EXERCICE PROPOSÉ
Recopiez tout le matériel ci-dessous sans y changer un seul caractère.
==== JEU DE DONNÉES
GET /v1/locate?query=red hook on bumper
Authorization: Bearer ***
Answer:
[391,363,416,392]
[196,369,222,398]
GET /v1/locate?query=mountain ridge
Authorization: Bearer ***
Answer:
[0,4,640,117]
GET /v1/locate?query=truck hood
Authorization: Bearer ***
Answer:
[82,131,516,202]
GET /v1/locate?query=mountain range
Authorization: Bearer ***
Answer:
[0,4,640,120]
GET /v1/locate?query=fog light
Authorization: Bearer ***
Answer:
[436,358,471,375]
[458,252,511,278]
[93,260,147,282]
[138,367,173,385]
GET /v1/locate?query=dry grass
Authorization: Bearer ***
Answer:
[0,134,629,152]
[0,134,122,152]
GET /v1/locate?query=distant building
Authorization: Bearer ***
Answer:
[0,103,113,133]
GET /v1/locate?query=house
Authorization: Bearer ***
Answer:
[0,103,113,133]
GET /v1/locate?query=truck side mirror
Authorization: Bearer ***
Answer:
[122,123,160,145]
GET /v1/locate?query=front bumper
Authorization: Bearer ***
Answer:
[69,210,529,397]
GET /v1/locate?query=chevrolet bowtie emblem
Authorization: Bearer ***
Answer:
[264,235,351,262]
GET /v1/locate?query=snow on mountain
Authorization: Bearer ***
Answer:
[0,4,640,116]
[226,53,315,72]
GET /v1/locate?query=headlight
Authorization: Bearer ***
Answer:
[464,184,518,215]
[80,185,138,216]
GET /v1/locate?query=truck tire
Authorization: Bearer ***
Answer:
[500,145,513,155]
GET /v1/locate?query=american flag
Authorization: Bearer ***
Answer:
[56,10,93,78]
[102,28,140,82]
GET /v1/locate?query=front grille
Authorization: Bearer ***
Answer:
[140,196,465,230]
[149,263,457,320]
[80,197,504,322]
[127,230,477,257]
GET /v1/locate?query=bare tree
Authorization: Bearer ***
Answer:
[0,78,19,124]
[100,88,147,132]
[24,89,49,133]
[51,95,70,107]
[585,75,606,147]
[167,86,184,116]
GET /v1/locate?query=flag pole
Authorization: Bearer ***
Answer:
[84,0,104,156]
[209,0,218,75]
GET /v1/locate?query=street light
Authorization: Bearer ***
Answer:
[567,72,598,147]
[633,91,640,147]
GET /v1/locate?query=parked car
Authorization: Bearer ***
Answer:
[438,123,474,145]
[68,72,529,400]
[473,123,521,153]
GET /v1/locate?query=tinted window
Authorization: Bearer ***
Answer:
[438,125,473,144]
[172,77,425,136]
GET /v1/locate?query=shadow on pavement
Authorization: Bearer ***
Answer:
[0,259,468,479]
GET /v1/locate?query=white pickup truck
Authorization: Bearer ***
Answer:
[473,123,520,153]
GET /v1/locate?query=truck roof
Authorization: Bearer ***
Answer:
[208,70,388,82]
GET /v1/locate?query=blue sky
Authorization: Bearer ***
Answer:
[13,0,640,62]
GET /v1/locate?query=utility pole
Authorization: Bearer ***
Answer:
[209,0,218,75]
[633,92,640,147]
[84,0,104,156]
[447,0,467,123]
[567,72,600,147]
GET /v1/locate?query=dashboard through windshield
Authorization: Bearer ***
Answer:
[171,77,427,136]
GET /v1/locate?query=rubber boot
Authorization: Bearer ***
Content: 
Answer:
========
RÉSULTAT ATTENDU
GET /v1/locate?query=red hook on bumper
Authorization: Bearer ***
Answer:
[391,363,416,392]
[196,369,222,398]
GET /v1/locate?query=mountain ridge
Authorization: Bearer ***
Answer:
[0,4,640,117]
GET /v1/locate?query=truck hood
Authorization: Bearer ***
Answer:
[82,131,516,202]
GET /v1/locate?query=mountain range
Authorization: Bearer ***
Answer:
[0,4,640,120]
GET /v1/locate?query=fog light
Authorization: Bearer ***
Answer:
[436,358,471,375]
[458,252,511,278]
[93,260,147,282]
[138,367,173,385]
GET /v1/locate?query=dry grass
Authorization: Bearer ***
Answer:
[0,134,629,152]
[0,134,122,152]
GET /v1/locate?query=distant building
Authorization: Bearer ***
Answer:
[0,103,113,133]
GET /v1/locate?query=house
Authorization: Bearer ***
Answer:
[0,103,113,133]
GET /v1/locate?query=truck side mirror
Authorization: Bearer ***
Answer:
[122,123,160,145]
GET /v1/locate?query=front bumper
Authorization: Bearer ***
Answer:
[69,210,529,397]
GET /v1/locate?query=chevrolet bowtie emblem
Authorization: Bearer ***
Answer:
[264,235,351,262]
GET /v1/locate?query=snow on mountain
Authorization: Bearer ***
Answer:
[0,4,640,116]
[226,53,315,72]
GET /v1/locate?query=headlight
Authorization: Bearer ***
Answer:
[464,184,518,215]
[80,185,138,216]
GET /v1/locate?query=truck tire
Authorization: Bearer ***
Answer:
[500,145,513,155]
GET /v1/locate?query=american flag
Authorization: Bearer ***
Answer:
[56,10,93,78]
[102,28,140,82]
GET /v1/locate?query=front grille
Authorization: Bearer ***
Answer:
[140,196,465,230]
[149,263,457,320]
[80,197,504,322]
[127,230,477,257]
GET /v1/locate?query=bare tree
Authorization: Bearer ***
Answer:
[0,78,19,124]
[100,88,147,132]
[24,89,49,133]
[51,95,70,107]
[585,75,606,147]
[167,86,184,116]
GET /v1/locate?query=flag pole
Authorization: Bearer ***
Answer:
[84,0,104,156]
[209,0,218,75]
GET /v1/locate?query=street light
Authorization: Bearer ***
Answer:
[567,72,598,147]
[633,91,640,147]
GET /v1/locate?query=parked car
Authorization: Bearer ***
Answer:
[438,123,474,145]
[68,72,529,400]
[473,123,521,153]
GET /v1/locate?query=tinted window
Authorization: Bearer ***
Answer:
[438,125,473,144]
[172,77,425,136]
GET /v1/locate?query=shadow on pavement
Authorization: Bearer ***
Answer:
[0,259,468,479]
GET /v1/locate?query=white pickup truck
Authorization: Bearer ***
Answer:
[473,123,520,153]
GET /v1/locate?query=truck roof
Authorization: Bearer ***
Answer:
[208,70,388,82]
GET /v1/locate?query=blue sky
Authorization: Bearer ***
Answer:
[13,0,640,62]
GET /v1/locate?query=utility pole
Authorization: Bearer ***
Answer:
[209,0,218,75]
[633,92,640,147]
[84,0,104,156]
[447,0,467,123]
[567,72,600,147]
GET /v1/locate?query=dashboard through windshield
Authorization: Bearer ***
Answer:
[171,77,427,136]
GET /v1/locate?query=rubber boot
Authorization: Bearer ***
Content: 
Answer:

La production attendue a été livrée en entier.